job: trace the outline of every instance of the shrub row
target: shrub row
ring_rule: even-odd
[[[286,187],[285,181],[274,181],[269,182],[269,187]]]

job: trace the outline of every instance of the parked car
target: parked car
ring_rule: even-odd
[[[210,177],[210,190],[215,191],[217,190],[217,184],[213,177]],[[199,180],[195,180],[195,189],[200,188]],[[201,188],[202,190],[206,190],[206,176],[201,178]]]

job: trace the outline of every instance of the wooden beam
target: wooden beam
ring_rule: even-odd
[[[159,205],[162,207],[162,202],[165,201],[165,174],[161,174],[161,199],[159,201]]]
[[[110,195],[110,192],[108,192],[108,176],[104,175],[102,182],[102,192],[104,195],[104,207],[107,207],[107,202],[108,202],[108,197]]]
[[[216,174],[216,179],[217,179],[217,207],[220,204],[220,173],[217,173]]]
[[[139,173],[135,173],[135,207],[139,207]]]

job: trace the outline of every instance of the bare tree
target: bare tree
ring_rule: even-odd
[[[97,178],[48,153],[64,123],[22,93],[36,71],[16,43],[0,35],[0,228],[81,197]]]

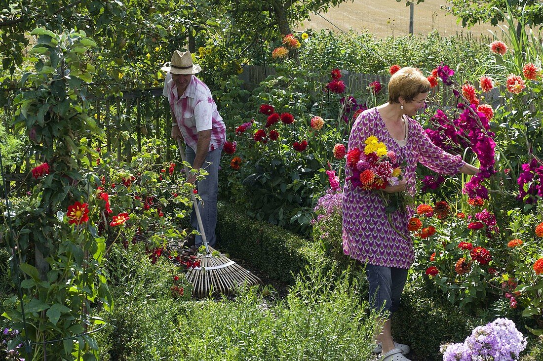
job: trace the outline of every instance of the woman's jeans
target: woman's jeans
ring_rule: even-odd
[[[197,182],[197,189],[201,201],[198,202],[198,208],[201,216],[202,224],[205,232],[207,244],[214,247],[216,243],[215,227],[217,225],[217,197],[219,193],[219,163],[222,149],[217,149],[207,153],[202,168],[209,173],[205,179]],[[190,147],[185,147],[185,156],[187,161],[191,164],[196,157],[196,153]],[[211,164],[210,164],[211,163]],[[198,219],[194,207],[191,213],[191,224],[200,233],[202,230],[198,225]],[[202,244],[201,236],[196,236],[196,245]]]
[[[376,311],[394,312],[400,306],[400,296],[407,280],[407,270],[366,264],[369,282],[370,305]]]

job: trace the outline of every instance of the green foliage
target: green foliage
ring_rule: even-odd
[[[236,302],[188,304],[180,319],[192,330],[181,343],[184,359],[368,359],[375,319],[358,286],[346,272],[310,269],[276,304],[254,289]]]
[[[108,323],[97,335],[104,361],[175,360],[179,352],[176,339],[186,330],[176,318],[190,298],[190,287],[169,262],[151,264],[141,246],[115,246],[106,262],[116,302],[111,313],[100,314]],[[171,289],[176,275],[186,291],[181,298],[173,298]]]
[[[450,12],[462,21],[463,27],[470,27],[481,23],[496,25],[504,21],[508,7],[513,10],[515,18],[521,14],[526,17],[527,24],[535,27],[543,22],[543,4],[535,0],[452,0]]]
[[[428,293],[417,282],[408,282],[400,309],[392,315],[394,340],[411,345],[421,360],[440,360],[440,346],[463,341],[484,319],[464,313],[438,295]]]
[[[235,257],[249,261],[269,277],[292,280],[306,265],[333,264],[318,244],[267,222],[255,221],[242,208],[219,202],[217,242]]]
------------------------
-- WRITTEN EXERCISE --
How many lines in the data above contain the string "woman", counting only case-sensitive matches? Reply with the number alone.

-- COMPLETED EXERCISE --
2